DESCRIPTION OF THE TASK: Give back every record that follows, exactly as written.
EXCERPTED RECORDS section start
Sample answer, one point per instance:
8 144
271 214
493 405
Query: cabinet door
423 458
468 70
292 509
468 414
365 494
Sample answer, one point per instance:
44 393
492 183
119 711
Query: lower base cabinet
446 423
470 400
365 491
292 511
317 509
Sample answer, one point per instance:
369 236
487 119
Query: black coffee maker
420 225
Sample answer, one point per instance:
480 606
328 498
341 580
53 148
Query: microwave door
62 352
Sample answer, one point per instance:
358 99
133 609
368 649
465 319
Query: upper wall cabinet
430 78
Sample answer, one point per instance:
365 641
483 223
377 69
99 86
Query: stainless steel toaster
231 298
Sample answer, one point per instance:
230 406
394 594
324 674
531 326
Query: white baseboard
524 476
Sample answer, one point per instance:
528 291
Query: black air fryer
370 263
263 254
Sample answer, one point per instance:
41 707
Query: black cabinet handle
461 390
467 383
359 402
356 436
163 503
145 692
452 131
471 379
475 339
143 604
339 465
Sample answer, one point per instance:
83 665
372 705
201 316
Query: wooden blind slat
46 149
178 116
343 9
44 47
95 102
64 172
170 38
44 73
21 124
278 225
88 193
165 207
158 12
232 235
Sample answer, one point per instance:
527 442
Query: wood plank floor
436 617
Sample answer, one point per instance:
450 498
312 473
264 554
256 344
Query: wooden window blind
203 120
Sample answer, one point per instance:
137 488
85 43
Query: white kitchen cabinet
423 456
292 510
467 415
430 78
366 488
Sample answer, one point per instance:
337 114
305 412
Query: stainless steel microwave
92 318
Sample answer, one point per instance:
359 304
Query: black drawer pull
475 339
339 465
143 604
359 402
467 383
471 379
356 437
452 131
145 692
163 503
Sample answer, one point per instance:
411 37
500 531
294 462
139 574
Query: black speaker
EXCERPTED RECORDS section end
RESPONSE TO THIS TASK:
Sample answer, one point per instance:
8 144
271 214
493 405
Query: cabinet door
423 458
468 70
292 509
468 414
365 494
Sample answer, one point per instance:
44 393
492 183
119 711
Query: lower base cabinet
446 423
470 400
365 491
292 511
317 509
Sample answer, one point per instance:
369 236
487 119
Query: black coffee maker
420 225
Sample answer, one point per instance:
480 606
328 498
341 580
53 148
Query: microwave door
62 352
Sample answer, one point per instance:
358 99
133 609
368 649
465 319
Query: upper wall cabinet
430 78
Sample answer, one point per instance:
365 641
483 223
377 69
99 86
Query: stainless steel toaster
231 298
Sample answer, one point per instance:
230 406
394 594
324 674
531 326
Query: white baseboard
524 476
Sample answer, one point per instance:
528 291
Query: black air fryer
370 263
263 254
Sample answer, one point per instance:
41 707
Query: black cabinet handle
461 390
467 383
359 402
356 436
163 503
145 692
452 131
471 379
475 339
143 604
339 465
Sample answer, one point per instance:
83 665
372 705
201 316
Query: wooden blind slat
46 149
178 116
343 9
44 47
95 102
64 172
170 38
44 73
21 124
278 225
88 193
165 207
158 12
232 235
Sample answer, one point per instance:
527 442
Query: wood plank floor
436 617
Sample answer, one point per instance:
450 498
312 473
264 554
256 344
Query: wooden window blind
203 120
Sample answer, one point per instance:
137 488
85 43
Query: white kitchen cabinet
423 456
292 510
467 415
430 78
366 488
Sample answer, one point per instance:
337 114
305 412
Query: stainless steel microwave
92 318
Sample answer, one point per instance:
359 304
Query: black drawer pull
475 339
339 465
143 604
359 402
467 383
471 379
356 437
452 131
145 692
163 503
Sample answer, one point per instance:
411 37
500 531
294 462
139 574
Query: black speaker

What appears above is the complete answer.